[Begin Text provided]

Intermediate Modern camera technology has done a lot for photographers like you and me. Intelligent metering systems have made it possible for us to take pictures on the fly in changing lighting situations, without having to stop to take new readings and make adjustments. Digital technology has vastly reduced the daily expenses of photography, allowing us to take a lot more photos than we used to, thereby increasing the number of truly amazing shots we capture in any one outing. And let's not forget the often under-appreciated autofocus. Imagine having to manually twist that focusing ring every single time you wanted to take a picture, like they did in the olden-days. But do you truly understand your camera's various autofocus modes and how they work?

How does autofocus work?

Different DSLRs have different autofocus systems; the two dominant systems are active and passive. An active system has an infrared beam that can determine the distance between the camera and the subject, and adjust the focus accordingly. A passive system measures changes in contrast - to these systems, maximum contrast equals maximum sharpness. If you've ever felt like flinging your camera against the wall that it couldn't figure out how to focus on, it's probably because your camera has a passive autofocus system. Subjects that are flat and have only a single color will confuse a passive system, because a passive autofocus system needs an edge to give it some contrast to focus on. If it can't find that edge/contrast, it will "hunt" for focus, which will result in an annoyed photographer.


A passive focus camera will not be able to focus because of the lack of contrast in the white wall.

Focus points

All cameras have focus points--some only have three, and others have as many as 45 or more. In general, your entry-level DSLR will have fewer focus points than a professional-grade DSLR. But what exactly is a focus point?

Simply put, a focus point is a specific, selectable point in your viewfinder where your camera will focus. You can manually switch between them if, say, you want your focal point to be on the left of the screen instead of in the center. Or you can "focus and recompose," which just means that you use the center focus point to lock focus on your subject, then you recompose the shot so your subject is in the part of the viewfinder where you'd like him/her to be in your final image.

[End Text provided]
[Begin Provided information]

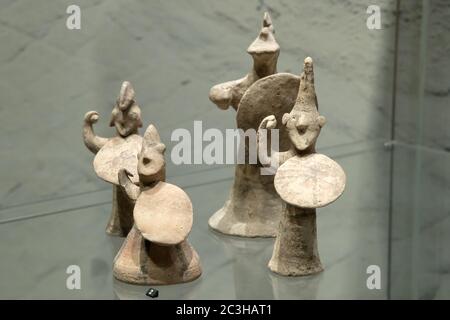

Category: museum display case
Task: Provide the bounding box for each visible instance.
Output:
[0,0,450,299]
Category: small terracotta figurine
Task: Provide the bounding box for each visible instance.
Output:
[83,81,142,237]
[113,125,202,285]
[209,13,300,237]
[258,57,346,276]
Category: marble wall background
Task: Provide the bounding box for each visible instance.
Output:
[0,0,450,298]
[391,0,450,299]
[0,0,395,207]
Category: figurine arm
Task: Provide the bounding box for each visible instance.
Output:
[83,111,108,153]
[257,115,295,167]
[118,169,141,201]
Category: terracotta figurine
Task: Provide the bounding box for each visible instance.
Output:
[83,81,142,237]
[209,13,300,237]
[113,125,202,285]
[258,57,346,276]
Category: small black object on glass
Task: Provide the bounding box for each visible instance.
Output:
[145,288,159,298]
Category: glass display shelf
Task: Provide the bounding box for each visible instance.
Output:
[0,141,430,299]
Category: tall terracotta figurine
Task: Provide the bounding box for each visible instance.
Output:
[113,125,202,285]
[258,57,346,276]
[83,81,142,237]
[209,13,299,237]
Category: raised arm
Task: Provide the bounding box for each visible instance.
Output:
[83,111,108,153]
[118,169,141,201]
[258,115,295,167]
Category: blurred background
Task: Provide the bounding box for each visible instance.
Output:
[0,0,450,299]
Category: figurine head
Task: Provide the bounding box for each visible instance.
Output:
[109,81,142,137]
[138,124,166,186]
[282,57,326,152]
[247,12,280,64]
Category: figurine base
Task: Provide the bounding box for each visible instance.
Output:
[208,164,283,237]
[269,204,323,276]
[106,185,134,237]
[113,227,202,285]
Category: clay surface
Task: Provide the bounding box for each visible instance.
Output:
[113,227,202,285]
[209,12,280,110]
[134,182,193,245]
[83,81,142,237]
[208,13,299,237]
[113,125,202,285]
[236,73,300,151]
[258,57,346,276]
[274,153,345,208]
[269,205,323,276]
[94,134,142,185]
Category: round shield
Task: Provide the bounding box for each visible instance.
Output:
[236,73,300,151]
[94,134,142,185]
[274,153,346,209]
[134,182,193,245]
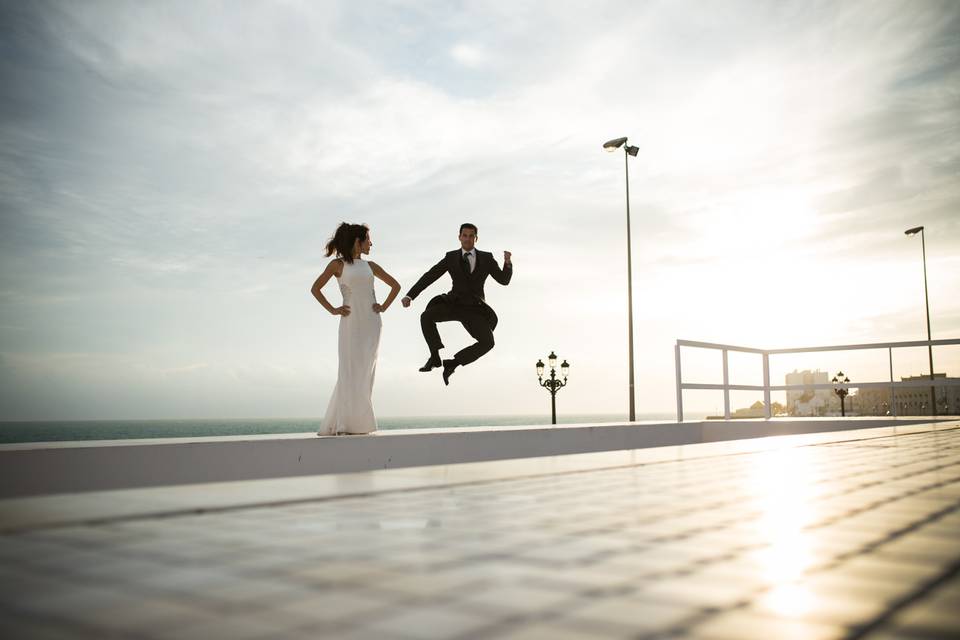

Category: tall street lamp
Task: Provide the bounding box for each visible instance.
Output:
[903,227,937,416]
[537,351,570,424]
[603,137,640,422]
[833,371,850,418]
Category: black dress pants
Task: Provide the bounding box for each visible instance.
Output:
[420,296,497,365]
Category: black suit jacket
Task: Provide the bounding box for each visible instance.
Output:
[407,249,513,306]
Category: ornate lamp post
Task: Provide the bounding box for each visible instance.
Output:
[603,137,640,422]
[903,227,937,416]
[833,371,850,418]
[537,351,570,424]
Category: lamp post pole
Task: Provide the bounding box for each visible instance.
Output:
[904,226,937,416]
[537,351,570,424]
[833,371,850,418]
[603,137,640,422]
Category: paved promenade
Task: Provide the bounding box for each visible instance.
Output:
[0,422,960,640]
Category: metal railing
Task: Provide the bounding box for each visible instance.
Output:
[674,338,960,422]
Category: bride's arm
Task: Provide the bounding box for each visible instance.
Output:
[370,262,400,313]
[310,259,350,316]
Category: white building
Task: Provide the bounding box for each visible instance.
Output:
[784,369,840,416]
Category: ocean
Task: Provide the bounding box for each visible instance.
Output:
[0,413,676,444]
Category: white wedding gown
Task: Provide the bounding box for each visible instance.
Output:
[319,259,382,436]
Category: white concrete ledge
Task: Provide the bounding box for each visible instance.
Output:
[0,417,948,498]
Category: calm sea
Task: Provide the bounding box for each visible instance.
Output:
[0,413,675,444]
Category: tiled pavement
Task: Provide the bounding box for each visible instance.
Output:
[0,423,960,640]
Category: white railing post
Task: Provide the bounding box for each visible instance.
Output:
[723,349,730,420]
[887,347,897,417]
[673,342,683,422]
[763,351,772,420]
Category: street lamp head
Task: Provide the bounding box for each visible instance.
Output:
[603,137,636,155]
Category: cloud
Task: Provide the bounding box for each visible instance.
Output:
[0,1,960,417]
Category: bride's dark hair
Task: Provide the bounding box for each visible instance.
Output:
[327,222,370,262]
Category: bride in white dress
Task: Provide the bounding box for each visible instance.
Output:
[310,222,400,436]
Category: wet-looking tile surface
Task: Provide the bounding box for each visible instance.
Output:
[0,423,960,640]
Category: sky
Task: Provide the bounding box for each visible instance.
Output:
[0,0,960,420]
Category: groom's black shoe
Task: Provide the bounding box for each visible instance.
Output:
[420,353,442,373]
[443,360,459,386]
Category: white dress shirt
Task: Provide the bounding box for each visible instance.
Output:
[460,249,477,273]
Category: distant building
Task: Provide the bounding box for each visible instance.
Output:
[857,373,960,416]
[784,369,840,416]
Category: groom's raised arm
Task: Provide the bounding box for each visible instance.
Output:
[490,251,513,286]
[405,256,447,300]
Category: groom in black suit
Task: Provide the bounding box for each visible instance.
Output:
[401,222,513,385]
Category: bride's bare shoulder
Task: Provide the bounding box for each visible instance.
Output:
[327,258,343,278]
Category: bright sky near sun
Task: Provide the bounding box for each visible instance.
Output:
[0,0,960,420]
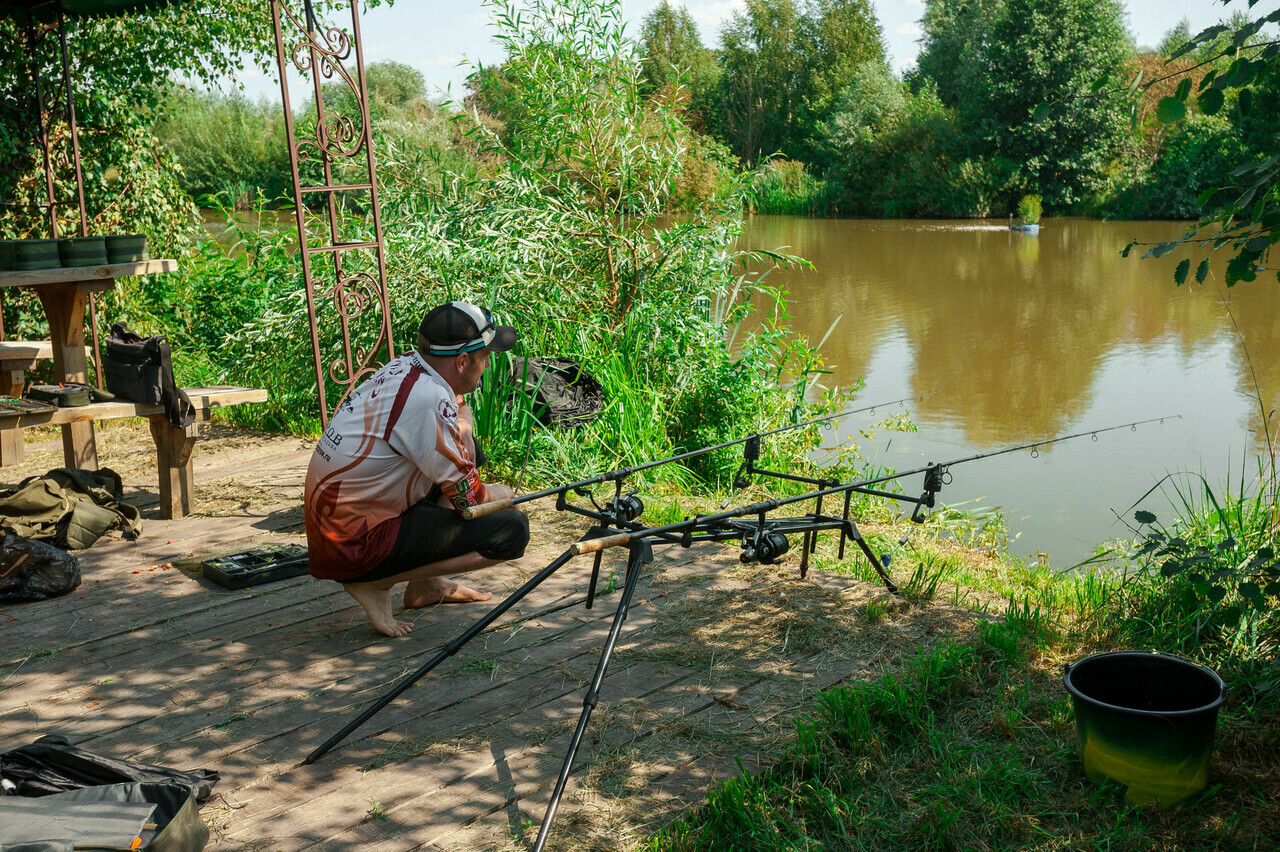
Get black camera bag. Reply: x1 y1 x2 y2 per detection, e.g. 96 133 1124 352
102 322 196 429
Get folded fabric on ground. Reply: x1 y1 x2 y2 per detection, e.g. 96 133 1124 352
0 734 218 803
0 467 142 550
0 782 209 852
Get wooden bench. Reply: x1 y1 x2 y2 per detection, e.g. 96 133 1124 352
0 340 90 397
0 385 266 518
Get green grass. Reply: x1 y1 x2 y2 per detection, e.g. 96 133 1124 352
645 476 1280 852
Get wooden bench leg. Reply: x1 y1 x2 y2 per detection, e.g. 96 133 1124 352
0 361 28 397
63 421 97 471
0 426 24 467
147 414 200 519
0 358 36 467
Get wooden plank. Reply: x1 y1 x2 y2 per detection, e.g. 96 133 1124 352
0 340 54 362
0 258 178 287
0 385 268 427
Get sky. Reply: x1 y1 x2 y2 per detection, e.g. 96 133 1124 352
227 0 1247 101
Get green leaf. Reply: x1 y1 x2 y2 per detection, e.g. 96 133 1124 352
1197 88 1226 115
1174 258 1192 287
1239 582 1262 603
1156 97 1187 124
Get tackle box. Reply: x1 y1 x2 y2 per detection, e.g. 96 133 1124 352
200 545 307 588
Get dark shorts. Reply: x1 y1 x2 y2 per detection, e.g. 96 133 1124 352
353 500 529 583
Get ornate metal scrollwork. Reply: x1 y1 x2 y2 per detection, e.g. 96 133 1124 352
271 0 394 423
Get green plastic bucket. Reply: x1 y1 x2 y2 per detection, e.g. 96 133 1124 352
58 237 106 266
1062 651 1228 807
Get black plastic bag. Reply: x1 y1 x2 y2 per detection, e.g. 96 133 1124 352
0 734 219 805
0 535 79 603
509 358 604 429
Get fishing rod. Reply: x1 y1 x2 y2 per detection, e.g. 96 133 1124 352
570 414 1183 560
462 391 937 521
302 409 1181 852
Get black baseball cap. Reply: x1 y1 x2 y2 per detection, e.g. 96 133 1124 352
417 302 516 356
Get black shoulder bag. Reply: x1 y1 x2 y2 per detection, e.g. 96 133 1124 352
102 322 196 429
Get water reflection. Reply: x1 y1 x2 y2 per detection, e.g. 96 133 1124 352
742 216 1280 563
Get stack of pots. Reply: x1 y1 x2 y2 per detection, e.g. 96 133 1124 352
0 234 147 271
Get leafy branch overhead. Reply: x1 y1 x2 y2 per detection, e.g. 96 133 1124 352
1116 0 1280 287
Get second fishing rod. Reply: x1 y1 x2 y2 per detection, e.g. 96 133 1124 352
462 393 933 521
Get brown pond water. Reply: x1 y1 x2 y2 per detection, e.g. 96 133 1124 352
740 216 1280 567
199 211 1280 567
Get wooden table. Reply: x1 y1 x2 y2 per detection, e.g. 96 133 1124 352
0 260 178 471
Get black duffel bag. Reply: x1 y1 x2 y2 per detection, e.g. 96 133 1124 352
102 322 196 429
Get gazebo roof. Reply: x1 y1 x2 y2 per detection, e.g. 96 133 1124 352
0 0 177 20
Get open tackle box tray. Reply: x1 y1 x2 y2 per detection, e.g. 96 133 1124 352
200 545 307 588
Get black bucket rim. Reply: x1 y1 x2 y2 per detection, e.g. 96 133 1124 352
1062 650 1230 718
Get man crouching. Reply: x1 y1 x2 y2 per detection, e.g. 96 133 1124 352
305 302 529 636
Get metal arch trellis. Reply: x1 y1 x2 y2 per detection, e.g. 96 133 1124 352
271 0 396 425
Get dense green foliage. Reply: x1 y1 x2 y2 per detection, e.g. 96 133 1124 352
1125 0 1280 287
87 1 838 487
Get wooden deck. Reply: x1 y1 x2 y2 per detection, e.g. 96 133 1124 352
0 426 969 852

[End Provided information]

Condense the paragraph beginning "Different DSLRs have different autofocus systems" from the autofocus text above into a short bulleted list that keeps its main facts.

- DSLRs mainly use one of two autofocus systems: active or passive.
- Active systems use an infrared beam to measure the distance to the subject and set focus to match.
- Passive systems measure contrast and treat maximum contrast as maximum sharpness.
- Passive systems need an edge to find contrast, so flat, single-color subjects confuse them.
- Without an edge or contrast, a passive system "hunts" for focus, which annoys the photographer.